DOCUMENT
Le 10 septembre, deux fils de Lonardi prirent la route pour collecter des informations ― Luis Ernesto dans la province de Córdoba et Eduardo dans celle de Mendoza[59]. À minuit, Luis Ernesto Lonardi se présenta devant son père et l’informa que l’École d’artillerie de Córdoba cesserait ses activités le 16 et que ses armes allaient ensuite être entreposées dans des lieux surveillés. Le général Lonardi se décida alors à agir immédiatement, avec les effectifs rebelles disponibles à Córdoba, croyant en effet que si un foyer subversif réussissait à survivre plus de 48 heures, cela amènerait infailliblement la victoire du mouvement révolutionnaire dans tout le pays[60] : « Si la révolution prend pied et tient le coup plus de 48 heures dans la province de Córdoba, toute la défense de Perón s’effondre, parce qu’il n’y a pas de conviction éthique et morale pour le soutenir »[60].

Juan Francisco Guevara.

Le dimanche 11 septembre 1955, Lonardi chercha à se mettre en rapport avec le major Juan Francisco Guevara, car celui-ci était informé de tous les préparatifs auxquels se livraient déjà Aramburu et Señorans. Lonardi ne pouvait pas quitter son domicile, pour ne pas soulever davantage de soupçons chez les services de renseignements de l’armée, de sorte qu’il envoya comme son représentant son fils Luis et un ami de celui-ci, Ezequiel Pereyra Zorraquín[61].

DONNÉES FOURNIES

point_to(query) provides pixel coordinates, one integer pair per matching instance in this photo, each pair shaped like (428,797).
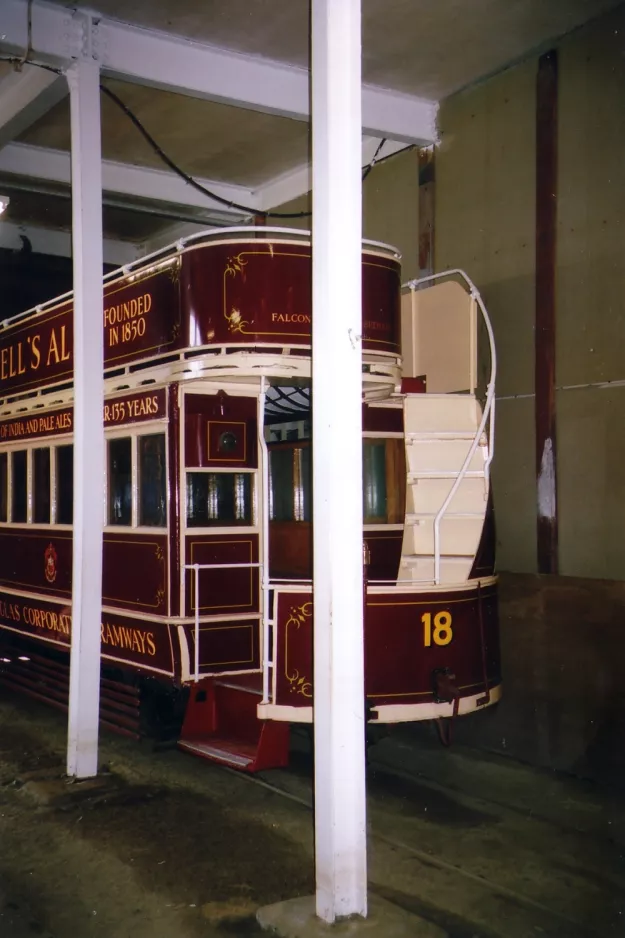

TÂCHE A
D'après le document, qui Lonardi envoya-t-il comme représentant auprès du major Juan Francisco Guevara ?
TÂCHE B
Recopiez tout le passage du document, de « Le dimanche 11 » jusqu'à « Ezequiel Pereyra Zorraquín[61]. » inclus.

RÉPONSE ATTENDUE A
Son fils Luis et un ami de celui-ci, Ezequiel Pereyra Zorraquín.

RÉPONSE ATTENDUE B
Le dimanche 11 septembre 1955, Lonardi chercha à se mettre en rapport avec le major Juan Francisco Guevara, car celui-ci était informé de tous les préparatifs auxquels se livraient déjà Aramburu et Señorans. Lonardi ne pouvait pas quitter son domicile, pour ne pas soulever davantage de soupçons chez les services de renseignements de l’armée, de sorte qu’il envoya comme son représentant son fils Luis et un ami de celui-ci, Ezequiel Pereyra Zorraquín[61].